--- Your instructions ---
Take the line that contains "Target: black chair" and all lines after it, up to and including the last line of the data, and write them out exactly; nothing else belongs in the answer.

*-*-*

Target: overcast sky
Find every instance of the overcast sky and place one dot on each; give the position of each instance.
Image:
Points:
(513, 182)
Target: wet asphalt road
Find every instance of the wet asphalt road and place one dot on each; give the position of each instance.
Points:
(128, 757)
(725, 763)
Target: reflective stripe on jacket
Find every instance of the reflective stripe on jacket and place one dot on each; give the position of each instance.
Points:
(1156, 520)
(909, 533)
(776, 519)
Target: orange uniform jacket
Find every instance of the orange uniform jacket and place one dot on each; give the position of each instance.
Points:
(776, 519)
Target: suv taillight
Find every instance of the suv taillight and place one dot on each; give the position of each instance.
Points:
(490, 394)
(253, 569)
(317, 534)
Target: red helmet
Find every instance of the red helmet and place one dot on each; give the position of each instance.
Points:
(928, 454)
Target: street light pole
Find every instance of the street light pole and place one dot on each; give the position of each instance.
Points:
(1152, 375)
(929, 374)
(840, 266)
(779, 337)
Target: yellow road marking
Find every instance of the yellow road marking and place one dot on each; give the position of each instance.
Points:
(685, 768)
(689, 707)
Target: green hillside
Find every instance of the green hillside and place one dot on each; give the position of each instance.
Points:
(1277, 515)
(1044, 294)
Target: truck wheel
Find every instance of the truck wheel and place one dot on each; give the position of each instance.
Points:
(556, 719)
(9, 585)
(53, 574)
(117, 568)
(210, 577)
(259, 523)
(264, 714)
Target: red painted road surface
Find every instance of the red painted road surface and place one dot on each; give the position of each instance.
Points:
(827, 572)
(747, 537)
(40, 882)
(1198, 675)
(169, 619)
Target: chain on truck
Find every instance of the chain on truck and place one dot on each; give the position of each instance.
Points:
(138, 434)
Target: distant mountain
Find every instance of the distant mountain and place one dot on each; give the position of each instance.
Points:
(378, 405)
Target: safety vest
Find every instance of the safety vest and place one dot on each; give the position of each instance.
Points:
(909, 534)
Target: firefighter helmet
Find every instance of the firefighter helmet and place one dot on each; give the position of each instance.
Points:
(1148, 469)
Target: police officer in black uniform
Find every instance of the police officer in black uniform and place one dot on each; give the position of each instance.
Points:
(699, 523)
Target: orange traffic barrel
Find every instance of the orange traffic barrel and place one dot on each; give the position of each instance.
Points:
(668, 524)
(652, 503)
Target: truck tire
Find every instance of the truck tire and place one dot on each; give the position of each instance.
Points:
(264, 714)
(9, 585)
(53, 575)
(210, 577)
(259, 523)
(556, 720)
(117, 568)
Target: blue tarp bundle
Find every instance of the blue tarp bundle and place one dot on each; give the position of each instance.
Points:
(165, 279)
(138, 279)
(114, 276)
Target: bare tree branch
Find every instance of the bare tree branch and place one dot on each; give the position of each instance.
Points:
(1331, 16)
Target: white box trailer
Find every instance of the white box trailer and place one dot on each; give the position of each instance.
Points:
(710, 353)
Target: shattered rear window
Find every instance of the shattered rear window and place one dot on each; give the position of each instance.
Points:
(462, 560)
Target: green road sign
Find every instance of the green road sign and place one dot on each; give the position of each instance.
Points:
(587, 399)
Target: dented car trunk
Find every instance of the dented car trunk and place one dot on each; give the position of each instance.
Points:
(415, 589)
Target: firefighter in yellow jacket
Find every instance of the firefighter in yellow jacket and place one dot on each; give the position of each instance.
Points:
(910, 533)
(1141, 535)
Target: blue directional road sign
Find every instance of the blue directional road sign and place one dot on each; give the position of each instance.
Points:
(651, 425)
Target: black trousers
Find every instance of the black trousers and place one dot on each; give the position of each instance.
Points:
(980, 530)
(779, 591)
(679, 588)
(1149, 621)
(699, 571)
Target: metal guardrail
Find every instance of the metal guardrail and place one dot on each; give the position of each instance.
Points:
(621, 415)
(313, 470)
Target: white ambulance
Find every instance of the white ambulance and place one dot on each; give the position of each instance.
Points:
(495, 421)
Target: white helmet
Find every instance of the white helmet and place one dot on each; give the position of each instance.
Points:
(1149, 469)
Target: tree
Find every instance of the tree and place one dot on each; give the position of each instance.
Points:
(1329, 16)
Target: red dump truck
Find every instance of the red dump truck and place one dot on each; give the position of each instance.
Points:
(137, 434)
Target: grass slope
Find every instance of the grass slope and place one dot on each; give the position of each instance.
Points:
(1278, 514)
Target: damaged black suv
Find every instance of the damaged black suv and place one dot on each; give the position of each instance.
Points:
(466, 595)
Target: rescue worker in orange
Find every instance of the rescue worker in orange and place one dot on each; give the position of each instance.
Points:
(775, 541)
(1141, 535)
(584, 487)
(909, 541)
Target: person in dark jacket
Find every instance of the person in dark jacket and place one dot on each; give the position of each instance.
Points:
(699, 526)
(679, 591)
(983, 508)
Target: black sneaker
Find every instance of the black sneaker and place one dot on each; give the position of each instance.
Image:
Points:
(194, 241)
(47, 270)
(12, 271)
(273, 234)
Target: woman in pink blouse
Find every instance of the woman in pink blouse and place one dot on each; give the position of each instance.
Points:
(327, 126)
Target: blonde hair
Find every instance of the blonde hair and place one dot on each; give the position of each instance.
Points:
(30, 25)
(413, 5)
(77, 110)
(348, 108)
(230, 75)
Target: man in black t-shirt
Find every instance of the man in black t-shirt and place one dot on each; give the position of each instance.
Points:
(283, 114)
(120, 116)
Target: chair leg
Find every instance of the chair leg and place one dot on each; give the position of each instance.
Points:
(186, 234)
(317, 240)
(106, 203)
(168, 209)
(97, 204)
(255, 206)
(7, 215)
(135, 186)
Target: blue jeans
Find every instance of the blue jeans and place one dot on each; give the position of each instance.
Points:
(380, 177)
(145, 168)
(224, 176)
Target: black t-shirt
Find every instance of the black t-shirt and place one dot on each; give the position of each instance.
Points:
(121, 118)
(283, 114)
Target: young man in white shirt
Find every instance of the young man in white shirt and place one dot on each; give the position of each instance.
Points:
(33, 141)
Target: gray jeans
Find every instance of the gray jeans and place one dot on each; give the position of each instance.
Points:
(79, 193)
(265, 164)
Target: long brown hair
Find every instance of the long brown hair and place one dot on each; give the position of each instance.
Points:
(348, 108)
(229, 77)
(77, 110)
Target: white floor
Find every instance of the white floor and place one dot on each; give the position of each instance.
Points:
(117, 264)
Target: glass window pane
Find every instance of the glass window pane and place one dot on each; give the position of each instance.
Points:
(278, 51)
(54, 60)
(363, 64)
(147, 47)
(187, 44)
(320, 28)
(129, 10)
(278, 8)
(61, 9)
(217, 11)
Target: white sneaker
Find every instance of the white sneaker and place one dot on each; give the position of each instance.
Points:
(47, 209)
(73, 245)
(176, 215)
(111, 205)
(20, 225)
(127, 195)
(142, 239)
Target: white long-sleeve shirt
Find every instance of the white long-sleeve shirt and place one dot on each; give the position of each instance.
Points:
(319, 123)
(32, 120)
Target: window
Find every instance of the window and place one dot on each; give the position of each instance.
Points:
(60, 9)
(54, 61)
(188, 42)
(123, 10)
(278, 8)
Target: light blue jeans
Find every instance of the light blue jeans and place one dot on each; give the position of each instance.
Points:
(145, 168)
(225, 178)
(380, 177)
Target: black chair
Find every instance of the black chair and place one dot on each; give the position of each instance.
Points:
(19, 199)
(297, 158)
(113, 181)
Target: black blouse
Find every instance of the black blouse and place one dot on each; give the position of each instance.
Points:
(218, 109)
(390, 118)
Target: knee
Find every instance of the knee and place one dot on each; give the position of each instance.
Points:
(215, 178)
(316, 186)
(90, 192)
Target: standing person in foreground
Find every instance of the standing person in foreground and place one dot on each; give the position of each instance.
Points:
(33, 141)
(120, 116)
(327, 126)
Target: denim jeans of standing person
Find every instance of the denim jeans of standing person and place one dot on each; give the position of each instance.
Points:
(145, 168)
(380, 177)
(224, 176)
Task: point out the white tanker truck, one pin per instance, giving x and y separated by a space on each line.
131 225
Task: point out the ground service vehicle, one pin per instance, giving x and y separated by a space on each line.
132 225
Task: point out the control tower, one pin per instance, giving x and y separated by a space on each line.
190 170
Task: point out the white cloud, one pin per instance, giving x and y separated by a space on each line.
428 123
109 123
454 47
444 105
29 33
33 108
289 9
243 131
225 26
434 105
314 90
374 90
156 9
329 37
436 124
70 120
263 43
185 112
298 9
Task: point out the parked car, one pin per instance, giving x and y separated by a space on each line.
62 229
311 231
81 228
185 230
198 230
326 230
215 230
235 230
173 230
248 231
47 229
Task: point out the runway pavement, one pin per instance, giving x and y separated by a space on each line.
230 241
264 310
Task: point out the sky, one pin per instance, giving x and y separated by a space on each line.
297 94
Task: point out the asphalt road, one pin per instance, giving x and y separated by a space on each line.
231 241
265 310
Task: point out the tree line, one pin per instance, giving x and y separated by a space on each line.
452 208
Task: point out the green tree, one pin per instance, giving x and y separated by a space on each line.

*-*-*

--- Response to the task ---
Target: black chair
Find every instance of the black chair and place one dot on each; give the position of each instance.
Points:
(19, 199)
(297, 158)
(113, 181)
Target: black blouse
Find every instance of the black blouse and place one dot on each; give the position of each instance.
Points:
(218, 109)
(390, 118)
Target: knee
Find every instance of the knee and place one dot on each; give the position of each instance.
Points:
(215, 178)
(316, 186)
(90, 192)
Target: standing person in foreground
Find every instance of the standing person in foreground and place one dot on each; give the position of each instance.
Points:
(33, 141)
(120, 116)
(327, 126)
Target: denim jeans of standing person
Find every instance of the denim jeans of standing person and place one dot on each; give the position of each instance.
Points:
(145, 168)
(380, 177)
(224, 176)
Task: point out the white tanker truck, one pin per instance, giving x and y separated by a space on each line.
131 225
Task: point out the ground service vehicle, one pin per instance, giving x and y separated by a space on each line.
132 225
Task: point out the control tower, one pin per instance, giving x and y separated by a space on each line.
190 170
Task: point out the white cloud, one pin per instance, giving x and y separated by a space on each line.
428 123
109 123
454 47
444 105
29 33
33 108
289 9
243 131
225 26
434 105
314 90
374 90
156 9
329 37
436 124
70 120
263 43
185 112
298 9
Task: point out the parked car, one pin per instance, giving x and y separated by a space on each line.
62 229
311 231
81 228
185 230
198 230
326 230
215 230
235 230
173 230
248 231
47 229
Task: point out the runway pavement, one pin per instance, giving x and y separated by a space on each line.
230 241
264 310
Task: point out the sky, one pin per instance, giving x and y separated by a space on each line.
297 94
Task: point out the asphalt road, one pin per instance, giving x and y separated by a space on each line.
231 241
265 310
Task: point out the tree line, one pin per instance, giving x and y separated by a space on each line.
452 208
Task: point out the green tree, one pin per instance, giving x and y separated by a space on each line.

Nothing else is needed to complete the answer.